§ **Task details**: Among the lines of the records below, copy those that hold the word "chest".

§ **Data supplied**:
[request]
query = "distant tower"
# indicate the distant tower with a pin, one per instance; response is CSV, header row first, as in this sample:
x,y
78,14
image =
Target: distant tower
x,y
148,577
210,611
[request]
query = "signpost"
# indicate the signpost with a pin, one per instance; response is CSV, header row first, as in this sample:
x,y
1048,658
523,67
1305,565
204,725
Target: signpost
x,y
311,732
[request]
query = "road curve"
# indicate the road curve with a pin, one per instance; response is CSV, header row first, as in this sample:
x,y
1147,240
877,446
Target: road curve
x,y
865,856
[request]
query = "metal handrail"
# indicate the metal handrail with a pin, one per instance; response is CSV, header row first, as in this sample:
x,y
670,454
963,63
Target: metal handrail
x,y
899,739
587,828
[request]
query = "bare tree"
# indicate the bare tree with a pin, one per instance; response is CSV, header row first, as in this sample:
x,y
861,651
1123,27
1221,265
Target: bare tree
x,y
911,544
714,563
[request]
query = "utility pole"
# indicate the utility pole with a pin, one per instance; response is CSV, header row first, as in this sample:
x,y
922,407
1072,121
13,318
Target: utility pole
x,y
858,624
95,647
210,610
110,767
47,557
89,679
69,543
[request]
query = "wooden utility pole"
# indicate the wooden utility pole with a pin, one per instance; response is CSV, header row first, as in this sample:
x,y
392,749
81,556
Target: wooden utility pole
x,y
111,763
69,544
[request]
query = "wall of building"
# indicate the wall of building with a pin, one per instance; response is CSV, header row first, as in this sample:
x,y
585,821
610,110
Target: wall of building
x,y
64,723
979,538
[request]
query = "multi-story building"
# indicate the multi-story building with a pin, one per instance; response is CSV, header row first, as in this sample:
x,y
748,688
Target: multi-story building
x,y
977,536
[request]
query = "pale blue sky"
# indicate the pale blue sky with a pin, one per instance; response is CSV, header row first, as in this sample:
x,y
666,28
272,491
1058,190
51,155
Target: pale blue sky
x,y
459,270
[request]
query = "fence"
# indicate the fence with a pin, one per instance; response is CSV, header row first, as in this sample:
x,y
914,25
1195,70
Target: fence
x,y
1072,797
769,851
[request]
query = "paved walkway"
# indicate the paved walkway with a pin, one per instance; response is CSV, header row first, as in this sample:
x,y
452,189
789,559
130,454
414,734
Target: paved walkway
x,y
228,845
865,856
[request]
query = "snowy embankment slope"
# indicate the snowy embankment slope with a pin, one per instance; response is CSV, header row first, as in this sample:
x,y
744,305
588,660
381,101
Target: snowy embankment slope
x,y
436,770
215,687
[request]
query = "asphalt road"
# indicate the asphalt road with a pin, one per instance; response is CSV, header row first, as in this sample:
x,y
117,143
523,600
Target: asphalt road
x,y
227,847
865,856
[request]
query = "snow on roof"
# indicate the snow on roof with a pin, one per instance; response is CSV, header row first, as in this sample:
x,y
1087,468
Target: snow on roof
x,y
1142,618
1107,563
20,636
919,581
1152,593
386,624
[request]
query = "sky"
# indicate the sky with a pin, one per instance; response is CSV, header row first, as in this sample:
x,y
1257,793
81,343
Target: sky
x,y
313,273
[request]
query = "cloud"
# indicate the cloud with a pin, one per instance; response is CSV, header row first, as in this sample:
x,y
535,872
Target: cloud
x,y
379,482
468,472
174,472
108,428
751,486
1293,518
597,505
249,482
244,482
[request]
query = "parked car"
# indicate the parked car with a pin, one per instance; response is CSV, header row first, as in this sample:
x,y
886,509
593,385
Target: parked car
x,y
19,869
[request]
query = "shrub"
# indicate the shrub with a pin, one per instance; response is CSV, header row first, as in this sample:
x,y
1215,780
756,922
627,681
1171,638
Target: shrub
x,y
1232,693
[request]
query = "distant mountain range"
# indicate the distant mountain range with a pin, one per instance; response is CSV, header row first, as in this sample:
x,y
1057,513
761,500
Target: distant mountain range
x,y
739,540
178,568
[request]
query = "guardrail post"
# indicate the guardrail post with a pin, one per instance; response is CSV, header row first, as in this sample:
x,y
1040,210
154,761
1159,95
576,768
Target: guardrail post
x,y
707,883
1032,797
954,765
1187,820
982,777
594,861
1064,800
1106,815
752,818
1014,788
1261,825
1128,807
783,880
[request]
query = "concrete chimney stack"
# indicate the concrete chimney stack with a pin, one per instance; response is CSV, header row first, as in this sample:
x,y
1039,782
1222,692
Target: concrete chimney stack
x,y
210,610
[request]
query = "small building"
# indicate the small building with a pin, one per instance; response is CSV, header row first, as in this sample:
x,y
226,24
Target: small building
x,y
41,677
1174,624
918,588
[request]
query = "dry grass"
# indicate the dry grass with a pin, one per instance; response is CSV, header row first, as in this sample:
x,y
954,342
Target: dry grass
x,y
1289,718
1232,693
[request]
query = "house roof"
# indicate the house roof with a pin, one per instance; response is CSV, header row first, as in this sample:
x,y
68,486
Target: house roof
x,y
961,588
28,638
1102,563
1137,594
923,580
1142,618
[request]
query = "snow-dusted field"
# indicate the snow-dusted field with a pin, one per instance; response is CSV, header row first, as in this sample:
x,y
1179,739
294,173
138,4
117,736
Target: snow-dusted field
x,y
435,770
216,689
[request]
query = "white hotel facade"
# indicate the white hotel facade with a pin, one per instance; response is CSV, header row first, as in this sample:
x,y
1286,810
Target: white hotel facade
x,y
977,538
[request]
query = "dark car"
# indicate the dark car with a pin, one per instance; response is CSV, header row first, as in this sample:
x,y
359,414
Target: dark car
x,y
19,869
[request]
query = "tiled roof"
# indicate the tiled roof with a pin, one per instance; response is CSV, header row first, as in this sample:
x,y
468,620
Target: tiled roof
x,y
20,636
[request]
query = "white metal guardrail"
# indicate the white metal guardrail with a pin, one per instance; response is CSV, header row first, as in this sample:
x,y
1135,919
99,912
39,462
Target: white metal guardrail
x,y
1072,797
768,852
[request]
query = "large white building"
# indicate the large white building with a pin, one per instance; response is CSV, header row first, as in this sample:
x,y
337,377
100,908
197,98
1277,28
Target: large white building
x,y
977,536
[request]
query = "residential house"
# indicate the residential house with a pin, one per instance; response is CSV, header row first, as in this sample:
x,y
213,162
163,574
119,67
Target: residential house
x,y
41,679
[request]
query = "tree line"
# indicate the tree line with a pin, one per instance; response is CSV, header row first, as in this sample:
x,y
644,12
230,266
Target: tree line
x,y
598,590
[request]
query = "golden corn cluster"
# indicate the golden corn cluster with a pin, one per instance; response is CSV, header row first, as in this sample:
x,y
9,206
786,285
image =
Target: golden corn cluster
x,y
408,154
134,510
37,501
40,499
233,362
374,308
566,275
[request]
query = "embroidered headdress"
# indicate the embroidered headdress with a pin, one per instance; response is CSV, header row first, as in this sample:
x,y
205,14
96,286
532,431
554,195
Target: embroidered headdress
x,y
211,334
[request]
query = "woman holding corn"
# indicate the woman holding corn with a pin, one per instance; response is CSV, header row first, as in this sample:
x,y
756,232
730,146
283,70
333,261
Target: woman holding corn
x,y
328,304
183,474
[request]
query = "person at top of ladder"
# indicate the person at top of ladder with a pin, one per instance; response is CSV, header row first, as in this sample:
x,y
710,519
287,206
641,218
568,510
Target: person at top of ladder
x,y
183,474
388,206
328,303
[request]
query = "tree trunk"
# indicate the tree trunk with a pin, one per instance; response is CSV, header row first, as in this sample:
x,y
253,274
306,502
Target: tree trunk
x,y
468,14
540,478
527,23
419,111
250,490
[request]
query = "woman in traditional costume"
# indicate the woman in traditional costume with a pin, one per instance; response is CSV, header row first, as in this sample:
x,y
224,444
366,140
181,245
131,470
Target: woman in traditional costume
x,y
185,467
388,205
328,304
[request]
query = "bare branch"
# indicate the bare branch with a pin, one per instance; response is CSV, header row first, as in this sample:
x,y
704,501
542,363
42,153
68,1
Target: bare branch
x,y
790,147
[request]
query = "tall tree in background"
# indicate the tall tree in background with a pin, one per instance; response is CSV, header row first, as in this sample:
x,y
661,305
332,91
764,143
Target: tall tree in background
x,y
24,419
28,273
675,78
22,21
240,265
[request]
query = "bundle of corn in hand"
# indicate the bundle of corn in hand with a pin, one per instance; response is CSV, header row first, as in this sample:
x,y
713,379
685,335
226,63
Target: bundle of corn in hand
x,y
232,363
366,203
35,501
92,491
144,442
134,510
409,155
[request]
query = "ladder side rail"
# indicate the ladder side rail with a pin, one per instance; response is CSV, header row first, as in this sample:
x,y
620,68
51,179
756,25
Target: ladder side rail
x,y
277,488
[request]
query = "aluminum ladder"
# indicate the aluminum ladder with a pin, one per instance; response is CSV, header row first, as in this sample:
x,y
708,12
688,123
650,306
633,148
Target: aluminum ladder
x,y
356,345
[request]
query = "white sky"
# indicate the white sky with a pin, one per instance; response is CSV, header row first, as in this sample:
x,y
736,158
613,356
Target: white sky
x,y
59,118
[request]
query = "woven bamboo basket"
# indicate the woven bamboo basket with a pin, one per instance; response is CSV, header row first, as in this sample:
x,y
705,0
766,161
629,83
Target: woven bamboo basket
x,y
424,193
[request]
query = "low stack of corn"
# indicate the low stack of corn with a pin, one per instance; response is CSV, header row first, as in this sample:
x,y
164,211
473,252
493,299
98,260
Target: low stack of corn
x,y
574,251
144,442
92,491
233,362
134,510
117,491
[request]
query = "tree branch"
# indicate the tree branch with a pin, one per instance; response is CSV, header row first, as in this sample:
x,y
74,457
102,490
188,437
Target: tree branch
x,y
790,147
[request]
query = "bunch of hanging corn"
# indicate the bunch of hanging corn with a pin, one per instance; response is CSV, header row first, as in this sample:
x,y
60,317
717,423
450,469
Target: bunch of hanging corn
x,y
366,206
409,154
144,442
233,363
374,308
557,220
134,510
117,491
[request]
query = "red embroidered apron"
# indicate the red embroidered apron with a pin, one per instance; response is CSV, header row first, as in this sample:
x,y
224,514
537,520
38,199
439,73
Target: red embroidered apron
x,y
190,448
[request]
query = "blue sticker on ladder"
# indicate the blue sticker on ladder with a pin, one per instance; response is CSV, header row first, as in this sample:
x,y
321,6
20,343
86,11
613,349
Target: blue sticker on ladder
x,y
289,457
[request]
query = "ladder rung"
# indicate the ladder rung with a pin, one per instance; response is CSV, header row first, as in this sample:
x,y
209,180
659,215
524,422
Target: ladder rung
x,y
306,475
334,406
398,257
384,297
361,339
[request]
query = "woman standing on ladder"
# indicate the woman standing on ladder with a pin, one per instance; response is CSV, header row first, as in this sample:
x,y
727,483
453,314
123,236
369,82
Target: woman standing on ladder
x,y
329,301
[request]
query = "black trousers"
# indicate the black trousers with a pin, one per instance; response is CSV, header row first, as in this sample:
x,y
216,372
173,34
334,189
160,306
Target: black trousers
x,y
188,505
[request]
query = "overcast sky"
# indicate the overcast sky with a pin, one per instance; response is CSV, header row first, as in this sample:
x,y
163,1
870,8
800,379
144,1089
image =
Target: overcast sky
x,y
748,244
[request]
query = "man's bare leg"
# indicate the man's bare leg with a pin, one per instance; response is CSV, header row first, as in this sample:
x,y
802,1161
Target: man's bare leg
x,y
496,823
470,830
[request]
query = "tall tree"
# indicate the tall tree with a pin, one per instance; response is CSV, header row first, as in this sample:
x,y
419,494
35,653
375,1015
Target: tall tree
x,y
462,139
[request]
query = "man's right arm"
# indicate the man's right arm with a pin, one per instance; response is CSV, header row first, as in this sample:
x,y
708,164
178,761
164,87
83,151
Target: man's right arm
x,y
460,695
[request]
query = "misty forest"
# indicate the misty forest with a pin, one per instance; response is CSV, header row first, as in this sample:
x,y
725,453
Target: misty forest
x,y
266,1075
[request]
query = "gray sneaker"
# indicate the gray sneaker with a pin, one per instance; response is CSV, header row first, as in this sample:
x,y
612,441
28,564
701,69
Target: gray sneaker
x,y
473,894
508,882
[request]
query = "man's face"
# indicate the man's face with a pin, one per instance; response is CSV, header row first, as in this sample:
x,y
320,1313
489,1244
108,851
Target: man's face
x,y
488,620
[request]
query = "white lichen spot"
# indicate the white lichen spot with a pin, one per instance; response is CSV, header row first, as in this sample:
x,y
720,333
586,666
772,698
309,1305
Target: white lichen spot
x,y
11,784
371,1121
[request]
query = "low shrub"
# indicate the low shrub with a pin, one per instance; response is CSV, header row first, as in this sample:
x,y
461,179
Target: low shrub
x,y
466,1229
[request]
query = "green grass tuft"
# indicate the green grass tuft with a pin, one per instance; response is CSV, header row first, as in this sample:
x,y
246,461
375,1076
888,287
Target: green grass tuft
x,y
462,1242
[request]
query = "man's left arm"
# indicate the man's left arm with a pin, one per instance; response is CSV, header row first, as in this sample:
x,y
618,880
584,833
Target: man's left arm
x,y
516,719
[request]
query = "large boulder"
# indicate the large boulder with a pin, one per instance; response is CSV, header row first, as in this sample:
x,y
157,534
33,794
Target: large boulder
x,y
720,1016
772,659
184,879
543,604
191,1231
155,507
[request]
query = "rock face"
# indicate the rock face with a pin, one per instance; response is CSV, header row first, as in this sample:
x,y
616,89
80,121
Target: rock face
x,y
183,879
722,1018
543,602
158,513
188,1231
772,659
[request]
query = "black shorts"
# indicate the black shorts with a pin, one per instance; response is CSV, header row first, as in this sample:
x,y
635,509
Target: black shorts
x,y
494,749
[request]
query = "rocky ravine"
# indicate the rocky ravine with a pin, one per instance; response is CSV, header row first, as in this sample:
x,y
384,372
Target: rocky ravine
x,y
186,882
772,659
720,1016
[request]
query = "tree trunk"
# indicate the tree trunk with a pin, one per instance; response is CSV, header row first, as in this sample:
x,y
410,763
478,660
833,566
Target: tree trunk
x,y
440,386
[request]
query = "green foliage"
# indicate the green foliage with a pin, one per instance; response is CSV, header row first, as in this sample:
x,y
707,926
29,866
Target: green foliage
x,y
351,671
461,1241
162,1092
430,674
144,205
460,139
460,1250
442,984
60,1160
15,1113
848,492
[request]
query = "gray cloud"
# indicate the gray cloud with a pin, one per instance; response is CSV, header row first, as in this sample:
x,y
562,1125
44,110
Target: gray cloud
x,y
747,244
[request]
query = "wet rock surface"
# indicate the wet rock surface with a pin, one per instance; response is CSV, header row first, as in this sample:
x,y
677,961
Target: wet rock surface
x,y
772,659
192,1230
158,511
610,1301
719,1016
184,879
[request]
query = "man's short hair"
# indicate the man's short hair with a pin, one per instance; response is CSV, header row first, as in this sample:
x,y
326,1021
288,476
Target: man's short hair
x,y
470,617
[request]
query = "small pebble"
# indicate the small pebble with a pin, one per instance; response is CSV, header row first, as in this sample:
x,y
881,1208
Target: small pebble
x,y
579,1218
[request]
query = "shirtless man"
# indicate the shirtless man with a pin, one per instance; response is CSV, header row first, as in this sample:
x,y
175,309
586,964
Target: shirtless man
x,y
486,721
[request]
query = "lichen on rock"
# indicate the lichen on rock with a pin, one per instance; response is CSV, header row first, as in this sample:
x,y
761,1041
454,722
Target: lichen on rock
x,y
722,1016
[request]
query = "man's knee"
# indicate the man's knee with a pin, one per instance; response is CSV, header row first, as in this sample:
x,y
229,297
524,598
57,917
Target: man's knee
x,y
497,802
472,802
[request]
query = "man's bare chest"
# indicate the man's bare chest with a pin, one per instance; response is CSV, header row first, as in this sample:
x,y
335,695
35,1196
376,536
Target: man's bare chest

§ **Result of the exercise**:
query = "man's bare chest"
# indicate the man's bare chest with a pin, one per instance; response is CSV, header row first, as in this sample:
Target: man's bare chest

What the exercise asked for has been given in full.